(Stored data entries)
↓↓↓

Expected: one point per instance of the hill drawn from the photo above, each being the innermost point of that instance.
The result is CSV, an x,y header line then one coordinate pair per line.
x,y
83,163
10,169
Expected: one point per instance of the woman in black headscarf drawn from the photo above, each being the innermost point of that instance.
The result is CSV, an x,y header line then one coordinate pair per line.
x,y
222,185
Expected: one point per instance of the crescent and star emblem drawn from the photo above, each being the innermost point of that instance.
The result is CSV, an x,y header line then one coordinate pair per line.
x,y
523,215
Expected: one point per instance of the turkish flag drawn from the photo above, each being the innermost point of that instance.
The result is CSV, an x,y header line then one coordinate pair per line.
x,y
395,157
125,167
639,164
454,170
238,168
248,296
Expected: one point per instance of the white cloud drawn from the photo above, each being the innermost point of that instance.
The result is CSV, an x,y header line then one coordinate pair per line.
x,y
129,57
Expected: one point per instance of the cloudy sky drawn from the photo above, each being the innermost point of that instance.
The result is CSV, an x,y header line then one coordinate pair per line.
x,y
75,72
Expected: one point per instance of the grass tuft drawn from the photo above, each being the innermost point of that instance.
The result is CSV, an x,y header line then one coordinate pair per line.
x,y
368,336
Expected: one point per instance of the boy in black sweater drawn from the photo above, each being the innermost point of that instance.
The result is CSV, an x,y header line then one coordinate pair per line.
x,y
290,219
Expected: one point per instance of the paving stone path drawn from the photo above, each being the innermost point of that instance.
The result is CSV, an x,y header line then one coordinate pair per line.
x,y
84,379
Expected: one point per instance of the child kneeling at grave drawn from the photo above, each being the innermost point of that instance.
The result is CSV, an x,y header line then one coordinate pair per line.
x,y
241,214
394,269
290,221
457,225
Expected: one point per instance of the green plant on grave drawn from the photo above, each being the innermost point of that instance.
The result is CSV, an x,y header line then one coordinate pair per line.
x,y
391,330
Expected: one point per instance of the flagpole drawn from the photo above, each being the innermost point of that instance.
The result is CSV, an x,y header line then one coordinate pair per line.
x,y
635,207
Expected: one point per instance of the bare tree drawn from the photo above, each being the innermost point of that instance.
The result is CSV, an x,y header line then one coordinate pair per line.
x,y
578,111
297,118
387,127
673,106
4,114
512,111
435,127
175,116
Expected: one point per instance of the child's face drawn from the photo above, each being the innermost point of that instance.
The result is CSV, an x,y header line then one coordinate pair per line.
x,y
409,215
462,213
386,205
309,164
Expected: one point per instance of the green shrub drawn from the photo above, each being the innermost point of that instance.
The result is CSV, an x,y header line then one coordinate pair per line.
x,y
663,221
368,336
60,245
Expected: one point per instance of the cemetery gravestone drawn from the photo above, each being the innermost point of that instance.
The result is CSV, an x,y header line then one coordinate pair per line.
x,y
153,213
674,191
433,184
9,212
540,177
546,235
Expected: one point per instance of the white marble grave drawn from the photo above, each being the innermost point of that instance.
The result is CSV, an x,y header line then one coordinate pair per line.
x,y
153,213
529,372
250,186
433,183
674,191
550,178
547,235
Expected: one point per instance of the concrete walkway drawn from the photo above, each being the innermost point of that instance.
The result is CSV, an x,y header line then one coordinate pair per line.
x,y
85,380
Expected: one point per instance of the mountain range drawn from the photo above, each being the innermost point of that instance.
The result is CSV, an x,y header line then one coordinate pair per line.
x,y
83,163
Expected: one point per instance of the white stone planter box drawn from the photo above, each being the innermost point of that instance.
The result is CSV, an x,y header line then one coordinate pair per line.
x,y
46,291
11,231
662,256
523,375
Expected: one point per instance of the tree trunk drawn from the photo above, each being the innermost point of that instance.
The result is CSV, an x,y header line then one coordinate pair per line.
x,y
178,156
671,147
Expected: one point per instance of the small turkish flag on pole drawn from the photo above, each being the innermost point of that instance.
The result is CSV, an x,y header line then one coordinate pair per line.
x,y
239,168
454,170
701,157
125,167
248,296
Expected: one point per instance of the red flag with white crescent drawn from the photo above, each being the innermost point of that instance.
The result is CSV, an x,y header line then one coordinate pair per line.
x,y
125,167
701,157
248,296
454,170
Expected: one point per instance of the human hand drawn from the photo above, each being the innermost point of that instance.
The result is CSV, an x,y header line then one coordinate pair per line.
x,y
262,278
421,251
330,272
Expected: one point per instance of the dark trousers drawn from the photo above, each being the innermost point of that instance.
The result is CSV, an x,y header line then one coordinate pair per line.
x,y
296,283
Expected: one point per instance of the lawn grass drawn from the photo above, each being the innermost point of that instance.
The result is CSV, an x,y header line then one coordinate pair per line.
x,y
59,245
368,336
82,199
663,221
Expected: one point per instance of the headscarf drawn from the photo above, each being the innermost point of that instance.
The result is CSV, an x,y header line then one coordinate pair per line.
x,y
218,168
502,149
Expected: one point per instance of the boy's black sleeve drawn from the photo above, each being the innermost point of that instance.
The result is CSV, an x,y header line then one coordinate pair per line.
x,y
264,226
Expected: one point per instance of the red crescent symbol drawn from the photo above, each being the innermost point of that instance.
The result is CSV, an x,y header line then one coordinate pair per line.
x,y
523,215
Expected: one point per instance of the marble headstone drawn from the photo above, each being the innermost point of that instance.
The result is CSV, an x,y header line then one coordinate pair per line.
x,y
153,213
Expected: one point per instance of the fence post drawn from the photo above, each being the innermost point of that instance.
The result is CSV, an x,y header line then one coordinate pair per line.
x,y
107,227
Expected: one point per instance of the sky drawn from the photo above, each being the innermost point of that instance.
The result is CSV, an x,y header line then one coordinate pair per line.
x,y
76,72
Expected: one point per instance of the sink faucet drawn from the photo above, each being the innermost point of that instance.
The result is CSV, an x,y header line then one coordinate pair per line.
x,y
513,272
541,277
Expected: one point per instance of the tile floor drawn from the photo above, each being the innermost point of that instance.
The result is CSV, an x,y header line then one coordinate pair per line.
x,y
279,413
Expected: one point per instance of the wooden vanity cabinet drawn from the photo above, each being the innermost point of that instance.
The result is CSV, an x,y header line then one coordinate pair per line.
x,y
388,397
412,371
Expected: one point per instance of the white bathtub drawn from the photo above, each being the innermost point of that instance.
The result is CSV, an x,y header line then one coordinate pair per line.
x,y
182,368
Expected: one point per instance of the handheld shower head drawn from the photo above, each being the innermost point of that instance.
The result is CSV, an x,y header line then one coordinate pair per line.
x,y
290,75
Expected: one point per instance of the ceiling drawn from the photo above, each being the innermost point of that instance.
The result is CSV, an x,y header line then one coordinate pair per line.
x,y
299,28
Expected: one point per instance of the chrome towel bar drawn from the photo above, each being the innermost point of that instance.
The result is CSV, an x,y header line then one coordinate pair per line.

↑↑↑

What is expected
Exactly as written, give the line containing "Expected: one point per instance of the sink" and all remaining lines of the records.

Written solution
Expected: one point per instance of the sink faucet drawn from the photo above, each being the innermost point of that instance.
The result is CSV, an x,y header line then one coordinate pair per line.
x,y
513,272
541,277
Expected: one point per instance of the tile floor drawn from the photo above, each being the innermost point of that instance.
The result is CSV, an x,y header line then one coordinate pair per line.
x,y
279,413
Expected: one point per instance of the wooden vanity cabinet drawn from the photo above, each being the innermost point of that instance.
The result is CSV, an x,y header line then one coordinate pair per line.
x,y
388,397
412,371
Expected: one point per instance of the white bathtub drawn from the photo above, each being the innermost point of that instance.
The result is CSV, an x,y header line then one coordinate pair per line.
x,y
182,368
Expected: one point per instance of the handheld shower head drawn from the photo above, each being the innermost point of that instance.
The result is CSV, an x,y header line then one coordinate pair per line.
x,y
290,75
Expected: one point per instance of the ceiling drawn from the photo above, each being the innermost point of that instance.
The result is CSV, an x,y header line then one coordinate pair per line.
x,y
299,28
Expected: one point per instance of the chrome towel bar drawn from the photo above, each being the innermost point of that instance.
The result is CSV, an x,y header line then one coordinate pair per line.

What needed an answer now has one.